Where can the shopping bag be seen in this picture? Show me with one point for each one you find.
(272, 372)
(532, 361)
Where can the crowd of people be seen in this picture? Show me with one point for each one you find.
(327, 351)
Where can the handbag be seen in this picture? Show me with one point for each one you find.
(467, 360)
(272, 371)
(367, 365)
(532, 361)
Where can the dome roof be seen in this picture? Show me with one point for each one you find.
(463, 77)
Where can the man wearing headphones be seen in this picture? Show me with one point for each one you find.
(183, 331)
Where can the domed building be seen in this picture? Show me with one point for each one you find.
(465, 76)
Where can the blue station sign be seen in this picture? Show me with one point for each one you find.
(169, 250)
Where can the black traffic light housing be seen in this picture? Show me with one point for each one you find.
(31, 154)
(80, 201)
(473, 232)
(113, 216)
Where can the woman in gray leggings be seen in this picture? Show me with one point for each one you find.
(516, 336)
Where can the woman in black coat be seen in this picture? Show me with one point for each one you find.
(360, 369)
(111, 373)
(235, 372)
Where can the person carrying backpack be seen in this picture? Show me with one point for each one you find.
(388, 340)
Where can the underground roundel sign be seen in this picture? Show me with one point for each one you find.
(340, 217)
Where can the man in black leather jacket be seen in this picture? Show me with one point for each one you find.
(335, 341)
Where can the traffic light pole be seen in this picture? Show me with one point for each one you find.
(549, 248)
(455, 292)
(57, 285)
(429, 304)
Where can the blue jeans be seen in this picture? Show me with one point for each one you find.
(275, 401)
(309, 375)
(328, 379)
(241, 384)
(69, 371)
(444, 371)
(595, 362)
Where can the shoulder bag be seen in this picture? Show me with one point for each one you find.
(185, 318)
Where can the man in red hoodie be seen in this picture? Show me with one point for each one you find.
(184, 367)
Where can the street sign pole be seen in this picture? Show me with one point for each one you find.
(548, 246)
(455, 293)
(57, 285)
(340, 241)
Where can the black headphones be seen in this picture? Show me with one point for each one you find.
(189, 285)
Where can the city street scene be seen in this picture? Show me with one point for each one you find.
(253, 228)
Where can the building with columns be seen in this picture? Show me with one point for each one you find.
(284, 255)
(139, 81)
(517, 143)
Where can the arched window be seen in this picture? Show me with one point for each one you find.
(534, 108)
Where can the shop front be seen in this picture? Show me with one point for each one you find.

+===+

- [Goal of the exercise] Transcribe every one of the lines above without changing a single character.

- [Answer to the problem]
Where can the shopping bag be seen in this picture? Show me with one point for each one you find.
(272, 372)
(532, 361)
Where can the crowd of people be seen in this picture? Show me with one point for each one you find.
(327, 351)
Where can the handbag be seen in this picture? Show me with one point for each one you find.
(467, 360)
(272, 371)
(367, 365)
(532, 361)
Where can the dome roof be seen in this picture? Show me with one point for each one you find.
(463, 77)
Where can the man wearing headphones be seen in this picture? Show me with one point for each one you find.
(183, 331)
Where can the domed building be seen in this picture? Show me with one point for each one you find.
(465, 76)
Where can the blue station sign be seen in this picture? Show me with one point for each one you find.
(169, 250)
Where can the black traffic light housing be seen in this picture? Show me with one point for each one you find.
(31, 154)
(80, 201)
(473, 232)
(113, 216)
Where can the woman in gray leggings be seen in this picture? Show me with one point for each one you find.
(516, 336)
Where can the woman in black coat be seen in this picture? Show me with one point for each one you find.
(360, 369)
(111, 373)
(235, 372)
Where can the person carrying backpack be seen in this picture? Show me with one point for each one you find.
(388, 340)
Where can the underground roundel sign be seen in this picture? Show me with one point for each one you find.
(340, 217)
Where can the man in black leather jacket be seen in this picture? Show me with one point for each one you find.
(335, 341)
Where can the traffic light pole be seen in this picture? Show me with one point for each one you find.
(549, 248)
(455, 292)
(57, 285)
(429, 304)
Where can the blue jeans be seen in this picture? Show me with one point for each one you find.
(275, 401)
(309, 375)
(328, 379)
(241, 384)
(69, 371)
(444, 371)
(595, 362)
Where can the shoulder bag be seen in this picture? Show me with one point for each one you find.
(185, 318)
Where can the man in red hoodie be seen in this picture? Show me with one point for each one you find.
(184, 367)
Where can the street sign pole be seen in this picture? Show me with one point for each one you find.
(548, 246)
(455, 293)
(57, 285)
(340, 241)
Where can the black headphones be seen in this picture? Show me with one point for each one you find.
(189, 285)
Where can the city street scene be seen in this picture? Show me with one point for each one you find.
(253, 228)
Where can the building with columns be seen in this picture? Show me with one point for each one you find.
(284, 255)
(139, 81)
(517, 143)
Where can the arched window be seen in this picture? Show me with one point for each one you find.
(534, 108)
Where can the shop front be seen in this picture? Show me with one point for each one you find.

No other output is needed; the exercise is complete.